## Extrait fourni
—————

D'entrée de jeu, ma déclaration d'intérêt: je collaborais à CKAC Sports depuis mars dernier comme chroniqueur à l'émission du matin de Michel Langevin et Gabriel Grégoire. Cet été, j'ai piloté le show du midi à trois reprises. J'aime la radio et ce retour aux sources, aux côtés de ces passionnés, m'a procuré un grand plaisir.

Mes liens avec CKAC ne datent en effet pas d'hier. À mes débuts dans le journalisme comme correspondant du Soleil à Montréal dans les années 1980, Richard Morency, alors le grand patron des sports à la station, m'a confié plusieurs remplacements. Ce fut un moment-clé de ma carrière. Sans ce passage dans les studios de la rue Metcalfe, pas sûr que La Presse m'aurait embauché. Et ma vie n'aurait pas été la même.

Le dynamisme et la ferveur de Richard pour son métier m'ont profondément marqué. Je le vois encore quitter son bureau d'un pas rapide après avoir obtenu une information privilégiée. «Vérifiez ça!» lançait-il, enthousiaste. Dans son esprit, CKAC devait être première sur la nouvelle, devant toutes ses concurrentes.

—————

## Objectifs
**A)** Dressez la liste de toutes les personnes désignées par leur nom dans l'extrait fourni.
**B)** D'après l'extrait fourni, dans quelle rue se trouvaient les studios de CKAC ?
**C)** Recopiez l'extrait fourni à partir de « D'entrée de jeu, ma » jusqu'à « un grand plaisir. » inclusivement.

## Entrées répertoriées
—————

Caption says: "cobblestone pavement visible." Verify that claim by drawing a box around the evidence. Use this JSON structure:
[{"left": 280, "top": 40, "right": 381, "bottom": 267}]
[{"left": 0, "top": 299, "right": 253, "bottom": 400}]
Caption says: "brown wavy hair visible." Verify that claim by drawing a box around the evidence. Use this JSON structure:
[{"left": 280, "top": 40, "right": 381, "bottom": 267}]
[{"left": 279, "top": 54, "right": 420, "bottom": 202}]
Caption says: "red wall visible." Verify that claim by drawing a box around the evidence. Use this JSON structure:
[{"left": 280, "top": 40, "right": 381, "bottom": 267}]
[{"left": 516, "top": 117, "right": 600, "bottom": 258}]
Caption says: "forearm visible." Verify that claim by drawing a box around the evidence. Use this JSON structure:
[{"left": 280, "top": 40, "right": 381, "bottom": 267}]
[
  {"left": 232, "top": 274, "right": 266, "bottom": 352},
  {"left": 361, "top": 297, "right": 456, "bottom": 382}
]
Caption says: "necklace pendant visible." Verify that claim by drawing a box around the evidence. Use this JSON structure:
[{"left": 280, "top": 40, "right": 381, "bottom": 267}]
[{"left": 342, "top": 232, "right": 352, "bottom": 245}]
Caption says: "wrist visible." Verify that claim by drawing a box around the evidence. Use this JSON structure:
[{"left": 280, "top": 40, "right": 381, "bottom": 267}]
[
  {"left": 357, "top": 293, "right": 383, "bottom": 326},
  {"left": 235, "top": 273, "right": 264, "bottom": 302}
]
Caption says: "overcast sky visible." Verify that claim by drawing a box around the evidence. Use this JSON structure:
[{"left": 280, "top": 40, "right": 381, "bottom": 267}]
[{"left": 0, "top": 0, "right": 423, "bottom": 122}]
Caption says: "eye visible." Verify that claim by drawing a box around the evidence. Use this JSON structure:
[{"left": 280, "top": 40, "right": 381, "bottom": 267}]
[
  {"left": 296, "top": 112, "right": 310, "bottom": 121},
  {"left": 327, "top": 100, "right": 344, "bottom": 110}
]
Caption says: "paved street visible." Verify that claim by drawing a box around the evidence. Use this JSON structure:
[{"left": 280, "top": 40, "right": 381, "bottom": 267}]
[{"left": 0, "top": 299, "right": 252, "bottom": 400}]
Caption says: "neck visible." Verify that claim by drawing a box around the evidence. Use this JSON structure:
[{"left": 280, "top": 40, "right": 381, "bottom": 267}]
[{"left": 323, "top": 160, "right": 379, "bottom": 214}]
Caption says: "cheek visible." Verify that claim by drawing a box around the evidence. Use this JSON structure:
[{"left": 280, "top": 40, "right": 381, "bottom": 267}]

—————

## En réponse
**A)** Michel Langevin, Gabriel Grégoire, Richard Morency

**B)** Rue Metcalfe.

**C)**
D'entrée de jeu, ma déclaration d'intérêt: je collaborais à CKAC Sports depuis mars dernier comme chroniqueur à l'émission du matin de Michel Langevin et Gabriel Grégoire. Cet été, j'ai piloté le show du midi à trois reprises. J'aime la radio et ce retour aux sources, aux côtés de ces passionnés, m'a procuré un grand plaisir.